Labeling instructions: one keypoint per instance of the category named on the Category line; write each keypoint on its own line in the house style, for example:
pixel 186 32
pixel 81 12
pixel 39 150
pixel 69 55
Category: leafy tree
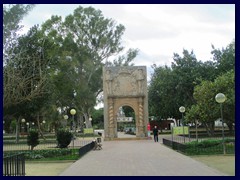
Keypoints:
pixel 64 138
pixel 32 139
pixel 86 41
pixel 12 16
pixel 224 58
pixel 208 109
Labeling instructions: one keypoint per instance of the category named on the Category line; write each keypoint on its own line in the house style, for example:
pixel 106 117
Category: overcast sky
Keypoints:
pixel 159 30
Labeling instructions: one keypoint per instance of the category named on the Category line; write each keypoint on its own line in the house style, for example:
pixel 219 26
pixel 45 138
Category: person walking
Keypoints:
pixel 155 133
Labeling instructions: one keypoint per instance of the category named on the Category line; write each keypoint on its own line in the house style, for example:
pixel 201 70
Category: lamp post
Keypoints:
pixel 73 112
pixel 23 121
pixel 44 124
pixel 220 98
pixel 90 119
pixel 182 110
pixel 27 123
pixel 65 117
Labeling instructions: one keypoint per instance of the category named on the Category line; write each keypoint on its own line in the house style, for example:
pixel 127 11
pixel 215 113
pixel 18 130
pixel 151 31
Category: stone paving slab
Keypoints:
pixel 138 158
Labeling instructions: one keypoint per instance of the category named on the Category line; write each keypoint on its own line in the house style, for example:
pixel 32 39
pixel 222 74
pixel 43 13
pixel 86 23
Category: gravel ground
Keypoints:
pixel 225 164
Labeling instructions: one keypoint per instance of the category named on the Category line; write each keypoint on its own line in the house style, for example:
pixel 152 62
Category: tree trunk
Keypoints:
pixel 17 131
pixel 39 127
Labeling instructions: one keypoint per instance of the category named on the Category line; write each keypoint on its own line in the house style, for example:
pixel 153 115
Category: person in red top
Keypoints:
pixel 155 133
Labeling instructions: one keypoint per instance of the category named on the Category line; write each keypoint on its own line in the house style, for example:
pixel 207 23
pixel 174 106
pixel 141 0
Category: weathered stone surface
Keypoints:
pixel 125 86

━━━━━━━━━━━━━━━━━━━━

▶ [Requirement]: Copy the records from their first line down through the line containing "pixel 159 30", keeping every line unchanged and leaving out the pictures.

▶ [Task answer]:
Labeling instructions: one keypoint per instance of the category named on the Category line; write each keypoint on its own line in the house style, for example:
pixel 186 32
pixel 81 12
pixel 39 150
pixel 69 55
Category: leafy tree
Keypoints:
pixel 64 138
pixel 32 139
pixel 86 41
pixel 12 16
pixel 224 58
pixel 208 109
Labeling instructions: one keypoint per instance of the category named on the Category line; write each keypoint on its own line in the house style, for example:
pixel 106 117
Category: overcast sky
Keypoints:
pixel 159 30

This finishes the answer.